Copy all of the items below line for line with no changes, leaving out the pictures.

[Data excerpts]

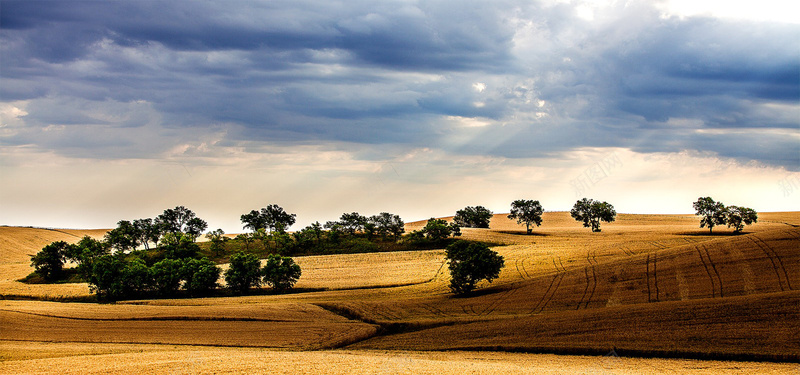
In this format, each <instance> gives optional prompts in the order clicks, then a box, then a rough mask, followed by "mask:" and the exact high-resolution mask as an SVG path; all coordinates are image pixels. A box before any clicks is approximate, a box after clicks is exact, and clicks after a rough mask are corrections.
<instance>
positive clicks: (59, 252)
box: [31, 241, 70, 281]
mask: <svg viewBox="0 0 800 375" xmlns="http://www.w3.org/2000/svg"><path fill="white" fill-rule="evenodd" d="M69 246H70V245H69V244H67V243H66V242H64V241H56V242H53V243H51V244H48V245H46V246H45V247H43V248H42V250H41V251H39V252H38V253H36V255H32V256H31V266H33V267H34V269H36V273H38V274H39V275H40V276H42V278H44V279H45V280H47V281H53V280H56V279H58V278H59V277H61V274H62V271H63V269H64V260H65V258H66V257H65V255H64V253H65V252H66V250H67V248H68V247H69Z"/></svg>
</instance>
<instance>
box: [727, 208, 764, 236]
mask: <svg viewBox="0 0 800 375" xmlns="http://www.w3.org/2000/svg"><path fill="white" fill-rule="evenodd" d="M725 221H726V222H727V223H728V228H730V227H733V233H739V232H741V231H742V229H744V226H745V225H750V224H753V223H755V222H757V221H758V213H757V212H756V211H755V210H754V209H752V208H747V207H739V206H728V207H726V208H725Z"/></svg>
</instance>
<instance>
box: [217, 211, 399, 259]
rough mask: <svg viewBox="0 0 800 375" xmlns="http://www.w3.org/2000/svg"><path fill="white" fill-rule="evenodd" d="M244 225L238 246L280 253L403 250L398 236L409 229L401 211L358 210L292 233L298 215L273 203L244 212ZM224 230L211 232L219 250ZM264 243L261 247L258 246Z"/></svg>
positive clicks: (240, 236) (224, 246) (242, 222)
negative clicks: (244, 214)
mask: <svg viewBox="0 0 800 375" xmlns="http://www.w3.org/2000/svg"><path fill="white" fill-rule="evenodd" d="M241 220H242V223H243V224H244V226H243V228H244V229H250V230H251V232H247V233H242V234H240V235H238V236H237V237H236V238H235V242H236V244H235V245H236V246H238V247H241V246H244V248H245V249H246V250H247V251H250V250H251V246H252V247H253V250H254V251H262V252H266V253H280V254H330V253H360V252H377V251H388V250H400V248H399V247H398V240H400V239H401V237H402V235H403V233H404V232H405V223H404V222H403V220H402V219H401V218H400V216H399V215H395V214H391V213H388V212H381V213H380V214H377V215H373V216H369V217H367V216H363V215H361V214H359V213H358V212H351V213H344V214H342V215H341V216H340V218H339V220H335V221H328V222H326V223H325V224H324V225H322V224H320V223H319V222H318V221H317V222H314V223H312V224H311V225H308V226H306V227H305V228H303V229H300V230H298V231H295V232H294V233H288V232H287V229H288V228H289V227H290V226H291V225H293V224H294V223H295V215H294V214H288V213H286V212H285V211H284V210H283V208H281V207H279V206H277V205H269V206H267V207H265V208H262V209H261V210H260V211H256V210H253V211H250V213H248V214H245V215H242V216H241ZM222 234H224V233H223V232H221V230H218V231H217V232H212V233H209V235H208V236H209V237H208V238H209V239H210V240H211V242H212V243H211V248H212V250H213V251H215V252H217V251H219V250H220V249H223V248H224V247H225V242H226V239H225V238H224V236H222ZM258 247H260V250H259V249H257V248H258Z"/></svg>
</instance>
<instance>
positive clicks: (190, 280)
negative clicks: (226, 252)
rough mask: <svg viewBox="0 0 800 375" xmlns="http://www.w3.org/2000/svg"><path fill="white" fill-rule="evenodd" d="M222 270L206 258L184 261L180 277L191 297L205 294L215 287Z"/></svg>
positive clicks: (212, 262) (185, 287)
mask: <svg viewBox="0 0 800 375" xmlns="http://www.w3.org/2000/svg"><path fill="white" fill-rule="evenodd" d="M221 272H222V270H221V269H220V268H219V267H217V265H216V264H214V262H212V261H210V260H209V259H208V258H203V259H184V261H183V266H182V267H181V275H182V277H183V279H184V280H186V282H185V283H184V287H185V288H186V290H187V291H188V292H189V293H190V294H192V295H198V294H205V293H208V292H209V291H210V290H211V289H214V288H216V287H217V280H219V274H220V273H221Z"/></svg>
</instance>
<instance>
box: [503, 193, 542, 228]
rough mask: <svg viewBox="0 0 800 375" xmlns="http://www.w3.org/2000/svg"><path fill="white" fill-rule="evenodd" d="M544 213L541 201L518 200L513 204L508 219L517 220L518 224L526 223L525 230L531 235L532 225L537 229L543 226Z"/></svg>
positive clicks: (525, 225)
mask: <svg viewBox="0 0 800 375" xmlns="http://www.w3.org/2000/svg"><path fill="white" fill-rule="evenodd" d="M542 213H544V209H543V208H542V205H541V204H540V203H539V201H534V200H525V199H518V200H515V201H513V202H511V213H510V214H508V218H509V219H511V220H514V219H516V220H517V224H522V223H525V229H526V230H527V232H528V234H531V232H532V231H533V230H532V229H531V224H535V225H536V226H537V227H538V226H540V225H542Z"/></svg>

[/Data excerpts]

The completed task:
In this format, each <instance> gives optional prompts in the order clicks, then a box, then a rough mask, followed by "mask:" and the exact high-resolution mask as an SVG path; all coordinates are image pixels. A box before any clicks is approximate, a box after clicks is exact, and clicks after a rough mask are corrections.
<instance>
positive clicks: (59, 252)
box: [31, 241, 70, 281]
mask: <svg viewBox="0 0 800 375" xmlns="http://www.w3.org/2000/svg"><path fill="white" fill-rule="evenodd" d="M69 246H70V245H69V244H67V243H66V242H64V241H56V242H53V243H51V244H48V245H46V246H45V247H43V248H42V250H41V251H39V252H38V253H36V255H32V256H31V266H33V267H34V269H36V273H38V274H39V275H40V276H42V278H44V279H45V280H47V281H53V280H56V279H58V278H59V277H61V274H62V271H63V269H64V260H65V258H66V257H65V255H64V253H65V252H66V250H67V248H68V247H69Z"/></svg>
</instance>
<instance>
box: [727, 208, 764, 236]
mask: <svg viewBox="0 0 800 375" xmlns="http://www.w3.org/2000/svg"><path fill="white" fill-rule="evenodd" d="M725 221H726V222H727V223H728V228H730V227H733V233H739V232H741V231H742V229H744V226H745V225H750V224H753V223H755V222H757V221H758V213H757V212H756V211H755V210H754V209H752V208H747V207H739V206H728V207H726V208H725Z"/></svg>
</instance>
<instance>
box: [217, 211, 399, 259]
rough mask: <svg viewBox="0 0 800 375" xmlns="http://www.w3.org/2000/svg"><path fill="white" fill-rule="evenodd" d="M244 225L238 246L280 253L403 250L398 236L409 229L401 211L358 210L292 233L298 215L273 203L244 212ZM224 230L211 232L219 250ZM264 243L261 247L258 246Z"/></svg>
positive clicks: (240, 236) (224, 246) (242, 222)
negative clicks: (244, 214)
mask: <svg viewBox="0 0 800 375" xmlns="http://www.w3.org/2000/svg"><path fill="white" fill-rule="evenodd" d="M241 220H242V223H243V224H244V226H243V228H244V229H250V230H251V232H247V233H242V234H240V235H238V236H237V237H236V238H235V242H236V244H235V245H236V246H238V247H241V246H244V248H245V249H246V250H247V251H250V250H251V246H252V247H253V250H254V251H262V252H266V253H280V254H330V253H360V252H377V251H388V250H400V248H399V247H398V240H400V239H401V237H402V235H403V233H404V232H405V223H404V222H403V220H402V219H401V218H400V216H399V215H395V214H391V213H388V212H381V213H380V214H377V215H373V216H369V217H367V216H363V215H361V214H359V213H358V212H351V213H344V214H342V215H341V216H340V218H339V220H335V221H328V222H326V223H325V224H324V225H322V224H320V223H319V222H318V221H317V222H314V223H312V224H311V225H308V226H306V227H305V228H303V229H300V230H298V231H295V232H294V233H288V232H287V229H288V228H289V227H290V226H291V225H293V224H294V223H295V215H294V214H288V213H286V212H285V211H284V210H283V208H281V207H279V206H277V205H269V206H267V207H265V208H262V209H261V210H260V211H256V210H253V211H250V213H248V214H245V215H242V216H241ZM222 234H224V233H223V232H221V230H218V231H217V232H212V233H209V235H208V236H209V237H208V238H209V239H210V240H211V242H212V243H211V248H212V250H213V251H215V252H217V251H219V250H220V249H223V248H224V247H225V242H226V239H225V238H224V236H222ZM258 247H260V250H259V249H257V248H258Z"/></svg>
</instance>
<instance>
positive clicks: (190, 280)
negative clicks: (226, 252)
rough mask: <svg viewBox="0 0 800 375" xmlns="http://www.w3.org/2000/svg"><path fill="white" fill-rule="evenodd" d="M222 270L206 258L184 261L180 277L191 297L205 294L215 287Z"/></svg>
positive clicks: (212, 262) (185, 287)
mask: <svg viewBox="0 0 800 375" xmlns="http://www.w3.org/2000/svg"><path fill="white" fill-rule="evenodd" d="M221 272H222V270H221V269H220V268H219V267H217V265H216V264H214V262H212V261H210V260H209V259H208V258H203V259H184V261H183V266H182V267H181V275H182V277H183V279H184V280H186V282H185V283H184V287H185V288H186V290H187V291H188V292H189V293H190V294H192V295H198V294H205V293H208V292H209V291H210V290H211V289H214V288H216V287H217V280H219V274H220V273H221Z"/></svg>
</instance>
<instance>
box: [503, 193, 542, 228]
rough mask: <svg viewBox="0 0 800 375" xmlns="http://www.w3.org/2000/svg"><path fill="white" fill-rule="evenodd" d="M544 213L541 201L518 200L513 204L508 219L517 220L518 224L526 223L525 230L531 235L532 225L537 229L543 226Z"/></svg>
positive clicks: (525, 225)
mask: <svg viewBox="0 0 800 375" xmlns="http://www.w3.org/2000/svg"><path fill="white" fill-rule="evenodd" d="M542 213H544V209H543V208H542V205H541V204H540V203H539V201H534V200H525V199H518V200H515V201H513V202H511V213H510V214H508V218H509V219H511V220H514V219H516V220H517V224H522V223H525V229H526V230H527V232H528V234H531V232H532V231H533V230H532V229H531V224H535V225H536V226H537V227H538V226H540V225H542Z"/></svg>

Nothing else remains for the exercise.